▸ Brief
Report how many of the lines below contain the string "vest", matching uppercase and lowercase letters exactly. Give only the number.

------------------------------------------------------------

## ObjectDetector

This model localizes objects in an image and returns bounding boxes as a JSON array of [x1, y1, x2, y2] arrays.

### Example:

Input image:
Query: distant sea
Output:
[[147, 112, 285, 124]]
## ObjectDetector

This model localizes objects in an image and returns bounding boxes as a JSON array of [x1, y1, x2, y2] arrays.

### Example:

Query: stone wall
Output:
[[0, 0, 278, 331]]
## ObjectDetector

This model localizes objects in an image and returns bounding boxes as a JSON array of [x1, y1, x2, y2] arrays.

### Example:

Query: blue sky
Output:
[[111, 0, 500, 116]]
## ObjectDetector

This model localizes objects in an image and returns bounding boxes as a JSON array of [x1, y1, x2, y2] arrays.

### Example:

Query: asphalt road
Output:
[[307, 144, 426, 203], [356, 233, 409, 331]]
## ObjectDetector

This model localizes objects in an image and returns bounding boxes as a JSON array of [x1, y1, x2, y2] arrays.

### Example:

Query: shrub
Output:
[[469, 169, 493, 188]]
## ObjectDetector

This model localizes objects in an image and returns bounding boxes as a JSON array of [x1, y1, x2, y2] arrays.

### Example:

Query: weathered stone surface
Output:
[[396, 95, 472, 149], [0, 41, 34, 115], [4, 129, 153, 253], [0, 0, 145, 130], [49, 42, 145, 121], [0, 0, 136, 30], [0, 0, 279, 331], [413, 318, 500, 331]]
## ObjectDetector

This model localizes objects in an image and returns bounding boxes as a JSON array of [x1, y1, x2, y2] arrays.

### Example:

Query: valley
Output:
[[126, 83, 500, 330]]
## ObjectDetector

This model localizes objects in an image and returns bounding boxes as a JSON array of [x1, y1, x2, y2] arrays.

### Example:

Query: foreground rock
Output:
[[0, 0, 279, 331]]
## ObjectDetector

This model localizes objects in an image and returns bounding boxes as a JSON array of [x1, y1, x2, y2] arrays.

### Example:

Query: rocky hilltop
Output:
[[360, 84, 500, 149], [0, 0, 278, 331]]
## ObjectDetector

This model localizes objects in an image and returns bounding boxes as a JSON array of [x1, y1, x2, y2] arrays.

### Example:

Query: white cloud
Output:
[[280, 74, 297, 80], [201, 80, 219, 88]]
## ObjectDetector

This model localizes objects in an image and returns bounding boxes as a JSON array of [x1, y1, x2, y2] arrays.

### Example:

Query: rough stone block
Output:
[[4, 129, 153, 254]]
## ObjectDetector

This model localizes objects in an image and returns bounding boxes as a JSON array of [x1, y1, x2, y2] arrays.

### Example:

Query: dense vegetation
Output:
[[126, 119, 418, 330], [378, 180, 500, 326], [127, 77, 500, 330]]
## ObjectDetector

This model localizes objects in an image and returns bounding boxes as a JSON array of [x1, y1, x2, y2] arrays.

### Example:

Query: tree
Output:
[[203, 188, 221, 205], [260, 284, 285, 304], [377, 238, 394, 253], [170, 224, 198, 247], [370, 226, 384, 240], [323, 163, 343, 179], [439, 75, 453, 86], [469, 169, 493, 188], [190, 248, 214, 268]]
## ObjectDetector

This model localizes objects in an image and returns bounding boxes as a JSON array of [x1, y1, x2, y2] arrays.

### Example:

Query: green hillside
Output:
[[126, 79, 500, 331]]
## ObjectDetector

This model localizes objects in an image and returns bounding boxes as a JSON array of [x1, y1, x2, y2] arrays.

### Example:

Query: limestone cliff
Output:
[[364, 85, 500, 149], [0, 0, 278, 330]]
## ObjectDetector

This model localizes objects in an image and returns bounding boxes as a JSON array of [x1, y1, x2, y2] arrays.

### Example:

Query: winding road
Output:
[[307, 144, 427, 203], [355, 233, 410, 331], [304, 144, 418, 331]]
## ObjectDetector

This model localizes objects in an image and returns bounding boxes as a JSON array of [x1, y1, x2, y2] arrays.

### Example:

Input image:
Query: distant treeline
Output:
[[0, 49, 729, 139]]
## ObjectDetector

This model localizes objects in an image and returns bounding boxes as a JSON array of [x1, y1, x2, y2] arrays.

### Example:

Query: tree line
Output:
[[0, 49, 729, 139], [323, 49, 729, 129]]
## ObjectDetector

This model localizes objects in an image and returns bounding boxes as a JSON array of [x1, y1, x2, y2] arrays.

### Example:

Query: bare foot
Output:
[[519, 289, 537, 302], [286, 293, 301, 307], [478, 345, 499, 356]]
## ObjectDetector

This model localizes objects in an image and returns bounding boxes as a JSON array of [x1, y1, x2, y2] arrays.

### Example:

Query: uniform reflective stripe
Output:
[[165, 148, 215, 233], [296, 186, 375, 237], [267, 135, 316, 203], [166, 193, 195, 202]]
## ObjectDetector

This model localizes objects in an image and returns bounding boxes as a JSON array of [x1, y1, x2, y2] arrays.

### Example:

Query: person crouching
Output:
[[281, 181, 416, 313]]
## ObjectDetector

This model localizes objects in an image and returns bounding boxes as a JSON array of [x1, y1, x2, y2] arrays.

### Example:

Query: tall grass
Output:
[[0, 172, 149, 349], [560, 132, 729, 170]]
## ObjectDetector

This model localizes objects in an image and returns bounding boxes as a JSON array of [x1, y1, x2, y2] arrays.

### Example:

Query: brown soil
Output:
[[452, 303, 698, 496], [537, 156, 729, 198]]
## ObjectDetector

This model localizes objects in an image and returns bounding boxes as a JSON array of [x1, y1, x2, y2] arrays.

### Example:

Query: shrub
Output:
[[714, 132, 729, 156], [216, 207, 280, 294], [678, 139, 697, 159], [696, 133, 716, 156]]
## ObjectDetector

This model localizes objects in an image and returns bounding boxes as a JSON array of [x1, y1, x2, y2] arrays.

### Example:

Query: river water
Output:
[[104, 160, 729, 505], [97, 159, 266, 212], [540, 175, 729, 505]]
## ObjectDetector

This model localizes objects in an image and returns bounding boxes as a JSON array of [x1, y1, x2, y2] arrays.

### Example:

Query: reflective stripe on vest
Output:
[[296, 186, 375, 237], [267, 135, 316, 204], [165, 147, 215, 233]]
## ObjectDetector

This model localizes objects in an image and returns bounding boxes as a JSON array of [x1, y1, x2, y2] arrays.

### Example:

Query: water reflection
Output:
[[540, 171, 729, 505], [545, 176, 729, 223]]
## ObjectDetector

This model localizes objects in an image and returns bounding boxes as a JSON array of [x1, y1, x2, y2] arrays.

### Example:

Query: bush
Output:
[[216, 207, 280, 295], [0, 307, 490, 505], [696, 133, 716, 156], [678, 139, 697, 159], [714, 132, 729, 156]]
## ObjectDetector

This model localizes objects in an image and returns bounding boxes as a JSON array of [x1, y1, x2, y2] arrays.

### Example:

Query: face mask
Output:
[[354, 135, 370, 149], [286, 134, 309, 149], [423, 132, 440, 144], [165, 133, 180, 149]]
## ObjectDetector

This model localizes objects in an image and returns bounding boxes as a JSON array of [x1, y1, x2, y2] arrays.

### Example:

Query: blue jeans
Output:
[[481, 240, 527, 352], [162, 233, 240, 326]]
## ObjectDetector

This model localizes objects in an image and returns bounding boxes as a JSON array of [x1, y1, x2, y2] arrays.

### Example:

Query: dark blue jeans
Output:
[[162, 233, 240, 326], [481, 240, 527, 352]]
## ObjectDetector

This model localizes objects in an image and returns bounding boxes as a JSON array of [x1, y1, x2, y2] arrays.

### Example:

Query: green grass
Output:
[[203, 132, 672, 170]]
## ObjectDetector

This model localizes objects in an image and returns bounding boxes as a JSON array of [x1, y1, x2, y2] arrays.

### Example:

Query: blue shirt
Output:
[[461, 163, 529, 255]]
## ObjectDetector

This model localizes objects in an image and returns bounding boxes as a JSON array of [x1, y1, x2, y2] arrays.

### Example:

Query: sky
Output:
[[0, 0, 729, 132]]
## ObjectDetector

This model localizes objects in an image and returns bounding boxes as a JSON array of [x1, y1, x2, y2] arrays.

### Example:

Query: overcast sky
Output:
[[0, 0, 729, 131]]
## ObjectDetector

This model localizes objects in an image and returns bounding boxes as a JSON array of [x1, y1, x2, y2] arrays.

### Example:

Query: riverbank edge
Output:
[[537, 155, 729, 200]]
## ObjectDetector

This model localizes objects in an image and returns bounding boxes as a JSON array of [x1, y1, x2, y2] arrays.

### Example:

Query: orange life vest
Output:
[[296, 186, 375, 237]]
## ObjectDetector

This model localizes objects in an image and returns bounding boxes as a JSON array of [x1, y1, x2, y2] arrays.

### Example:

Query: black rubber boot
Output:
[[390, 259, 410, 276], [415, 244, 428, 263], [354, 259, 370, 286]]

------------------------------------------------------------

▸ Result of this task
2